### Given text
Teenage drinking linked to breast diseaseRisk factor for breast cancer
Teenage girils and young women who drink alcohol increase their chances of developing benign breast disease, a new study has found.
About 80 per cent of breast lumps are benign, or non-cancerous. But they can also be a step in a pathway leading from normal breast tissue to invasive breast cancer, so they are also a known risk factor for breast cancer.
Researchers from Washington University School of Medicine, St. Louis and Harvard University monitored the alcohol consumption of 6,899 girls and young women from 1996 to 2007. All were aged between 9 to 15 years at the start of the study.
During this time, 147 developed benign breast disease.
The study showed that the more alcohol the young women drank, the more likely they were to have benign breast disease.
Girls and young women who drank six or seven days a week were 5.5 times more likely to have benign breast disease than those who didn't drink, or who had less than one drink per week.
Those who reported drinking three to five days a week had three times the risk.

### Tasks to perform
(a) In the article on teenage drinking and breast disease, how many of the girls and young women developed benign breast disease during the study?
(b) Pick up the article on teenage drinking and breast disease after its final sentence and continue it.

[Natural-language object grounding data]
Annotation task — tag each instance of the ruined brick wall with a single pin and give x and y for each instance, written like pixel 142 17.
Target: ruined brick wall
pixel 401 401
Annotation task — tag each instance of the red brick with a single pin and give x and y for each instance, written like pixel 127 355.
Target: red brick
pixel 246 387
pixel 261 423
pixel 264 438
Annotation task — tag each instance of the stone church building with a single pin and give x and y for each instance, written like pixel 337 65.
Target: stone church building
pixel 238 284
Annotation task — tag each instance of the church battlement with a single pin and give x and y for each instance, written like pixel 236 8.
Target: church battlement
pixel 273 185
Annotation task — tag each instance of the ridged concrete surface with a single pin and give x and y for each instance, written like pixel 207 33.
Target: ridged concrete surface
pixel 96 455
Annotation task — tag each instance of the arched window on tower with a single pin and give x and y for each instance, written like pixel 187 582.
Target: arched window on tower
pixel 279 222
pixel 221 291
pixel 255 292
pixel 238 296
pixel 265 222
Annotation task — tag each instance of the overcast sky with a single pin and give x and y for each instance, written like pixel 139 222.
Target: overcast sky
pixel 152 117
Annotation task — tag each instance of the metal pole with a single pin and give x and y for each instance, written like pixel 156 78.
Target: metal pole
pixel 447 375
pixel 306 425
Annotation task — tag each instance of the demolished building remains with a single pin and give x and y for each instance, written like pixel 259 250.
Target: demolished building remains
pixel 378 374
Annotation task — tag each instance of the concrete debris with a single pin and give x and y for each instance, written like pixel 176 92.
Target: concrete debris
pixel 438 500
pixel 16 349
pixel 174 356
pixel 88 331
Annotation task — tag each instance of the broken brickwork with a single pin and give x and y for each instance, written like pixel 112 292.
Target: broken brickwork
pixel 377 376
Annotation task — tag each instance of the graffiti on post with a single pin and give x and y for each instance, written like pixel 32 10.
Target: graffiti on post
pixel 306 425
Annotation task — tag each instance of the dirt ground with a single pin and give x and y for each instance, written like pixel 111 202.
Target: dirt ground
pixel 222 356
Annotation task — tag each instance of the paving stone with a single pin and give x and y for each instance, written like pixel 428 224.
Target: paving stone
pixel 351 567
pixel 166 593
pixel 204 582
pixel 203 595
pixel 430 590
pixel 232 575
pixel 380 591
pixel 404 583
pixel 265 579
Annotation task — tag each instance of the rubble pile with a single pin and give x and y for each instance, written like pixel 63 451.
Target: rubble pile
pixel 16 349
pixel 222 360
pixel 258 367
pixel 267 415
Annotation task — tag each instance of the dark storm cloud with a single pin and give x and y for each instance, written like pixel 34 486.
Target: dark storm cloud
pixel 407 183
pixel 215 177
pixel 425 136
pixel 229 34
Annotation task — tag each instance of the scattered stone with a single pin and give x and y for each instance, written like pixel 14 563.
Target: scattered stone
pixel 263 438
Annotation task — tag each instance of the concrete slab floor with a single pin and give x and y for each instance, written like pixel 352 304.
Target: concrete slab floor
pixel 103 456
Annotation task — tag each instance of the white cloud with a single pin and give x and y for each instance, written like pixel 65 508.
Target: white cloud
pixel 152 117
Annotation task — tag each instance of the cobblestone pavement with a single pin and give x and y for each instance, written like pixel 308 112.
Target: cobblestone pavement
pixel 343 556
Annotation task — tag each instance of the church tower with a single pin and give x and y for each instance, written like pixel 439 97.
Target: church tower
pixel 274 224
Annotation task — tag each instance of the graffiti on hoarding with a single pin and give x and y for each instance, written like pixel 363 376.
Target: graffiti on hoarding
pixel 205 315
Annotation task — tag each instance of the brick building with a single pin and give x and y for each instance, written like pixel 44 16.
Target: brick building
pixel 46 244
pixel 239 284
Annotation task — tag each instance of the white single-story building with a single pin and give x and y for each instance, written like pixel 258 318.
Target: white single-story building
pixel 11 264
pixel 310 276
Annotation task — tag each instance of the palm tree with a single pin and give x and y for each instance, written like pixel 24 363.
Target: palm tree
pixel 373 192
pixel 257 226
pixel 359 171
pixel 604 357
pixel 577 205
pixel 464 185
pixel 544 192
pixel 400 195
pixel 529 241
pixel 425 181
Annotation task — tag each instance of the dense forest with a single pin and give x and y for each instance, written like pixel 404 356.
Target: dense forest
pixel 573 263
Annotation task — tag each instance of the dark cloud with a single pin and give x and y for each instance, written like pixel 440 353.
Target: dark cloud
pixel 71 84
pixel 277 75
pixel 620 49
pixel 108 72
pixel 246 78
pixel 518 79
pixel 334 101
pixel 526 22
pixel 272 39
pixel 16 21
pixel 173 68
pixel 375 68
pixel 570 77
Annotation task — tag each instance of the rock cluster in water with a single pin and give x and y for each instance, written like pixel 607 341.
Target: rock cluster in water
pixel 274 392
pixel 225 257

### Outputs for the tasks
(a) 147

(b)
The women who developed benign breast disease also drank more often, drank more on each occasion and had an average daily consumption that was double that of those who did not have benign breast disease. They also had more episodes of binge drinking.
Many women start drinking alcohol in their teenage years just at the time in which their breast tissue is rapidly changing. This may partially explain why drinking alcohol increases their risk of breast disease at this age.
"There's growing evidence that physical activity can lower breast cancer risk," said Dr Graham Colditz from the Washington University School of Medicine and Barnes-Jewish Hospital who co-led the study. "We also know that diet and weight are important factors. Now it is clear that drinking habits throughout life affect breast cancer risk, as well."
The study is published online in the journal Pediatrics.